:: Page extract
After a sex scandal in Colombia, and accusations of Marines gallivanting with prostitutes in Brazil, now the Secret Service is saying it’s investigating more agents behaving badly, this time in El Salvador.
The agency is probing an incident to determine whether its employees hired strippers and prostitutes in advance of President Barack Obama’s trip to El Salvador last year. The disclosure came hours after the Homeland Security secretary assured skeptical senators that a separate prostitution scandal in Colombia appeared to be an isolated incident.
It also came the same day that a Brazilian prostitute said she plans to sue the U.S. Embassy, three Marines and an American staff member after a scuffle with the Marines in a van left her with a broken collarbone.
The woman, Romilda Aparecida Ferreira, says she was pushed out of a van in Brasilia. She plans to sue for injuries, medical expenses and lost income, her attorney said. State Department's spokesperson Victoria Nuland said Wednesday that the woman was not pushed out of the vehicle, but rather "attempted to open a car door and get into a closed and moving vehicle. She was not able to do so. She fell and she injured herself."
The El Salvador probe is the latest incident raising question of unprofessional behavior among federal agents in the wake of a widening prostitution scandal in Colombia. The latest allegation, by Seattle television station KIRO-TV, quoted anonymous sources as saying that Secret Service employees received sexual favors from strippers at a club in San Salvador and took prostitutes to their hotel rooms ahead of Obama's visit there in March 2011.
Prostitution is legal in both Colombia and El Salvador.
Separately, the Washington Post earlier this week cited unnamed "confidants" of the Secret Service officers implicated in the Colombia scandal saying senior managers tolerated similar behavior during official trips.
It described a visit to Buenos Aires in 2009 by former President Bill Clinton, whose protective detail it said included agents and uniformed officers. During that trip, the Post said, members of the detail went out for a late night of partying at strip clubs.
"Any information brought to our attention that can be assessed as credible will be followed up on in an appropriate manner," Donovan said.
The expansion of any investigation into immoral behavior by the Secret Service represents another mark against an agency that has been tarnished by the prostitution scandal. At an oversight hearing Wednesday on Capitol Hill, senators struggled to reconcile the image of courageous agents assigned to protect the lives of the president and his family with the image of a fraternity atmosphere that has emerged from its investigation in Colombia so far.
::::
:: Dataset records
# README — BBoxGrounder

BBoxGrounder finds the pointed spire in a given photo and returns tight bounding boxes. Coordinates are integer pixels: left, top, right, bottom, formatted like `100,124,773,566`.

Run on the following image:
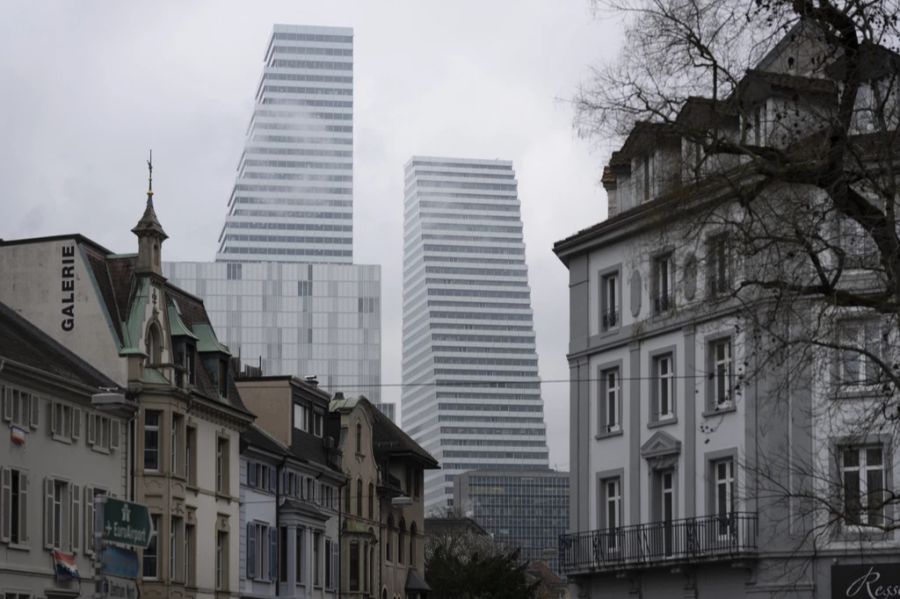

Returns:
131,150,169,241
::::
Directions for this task: Continue the article about the Secret Service misconduct investigations from the point where it stops, leaving the data aside.

Result of this task:
The chairman of the Judiciary Committee, Sen. Patrick Leahy, D-Vt., praised the Secret Service as "wise, very professional men and women" and called it shocking that so many of the agency's employees were implicated in Colombia.
At the same hearing, Homeland Security Secretary Janet Napolitano said there was no evidence of similar behavior, based on a review of complaints during the past 2.5 years to the agency's Office of Professional Responsibility. She said that if there was a pattern of such behavior, "that would be a surprise to me."
The Colombia scandal erupted the morning of April 12, when a fight over payment between a prostitute and a Secret Service officer spilled into the hallway of the Hotel Caribe.
Eight of the Secret Service officers have been forced out, and the agency is trying to permanently revoke the security clearance of one. Three others have been cleared of serious wrongdoing but face administrative discipline. One of the Secret Service officers was staying at the Hilton hotel in Cartagena, Colombia, the same hotel where President Barack Obama later stayed for the Summit of the Americas.
Another dozen military personnel also were implicated. Defense Secretary Leon Panetta said this week that all have had their security clearances suspended.
The Defense Department briefed senators on Wednesday about its investigation, but Sen. John McCain, R-Ariz., said Thursday he was unsatisfied with what the Pentagon told lawmakers. Unlike for civilian U.S. government employees, soliciting prostitutes is a criminal offense for U.S. military personnel even in countries where prostitution is otherwise legal.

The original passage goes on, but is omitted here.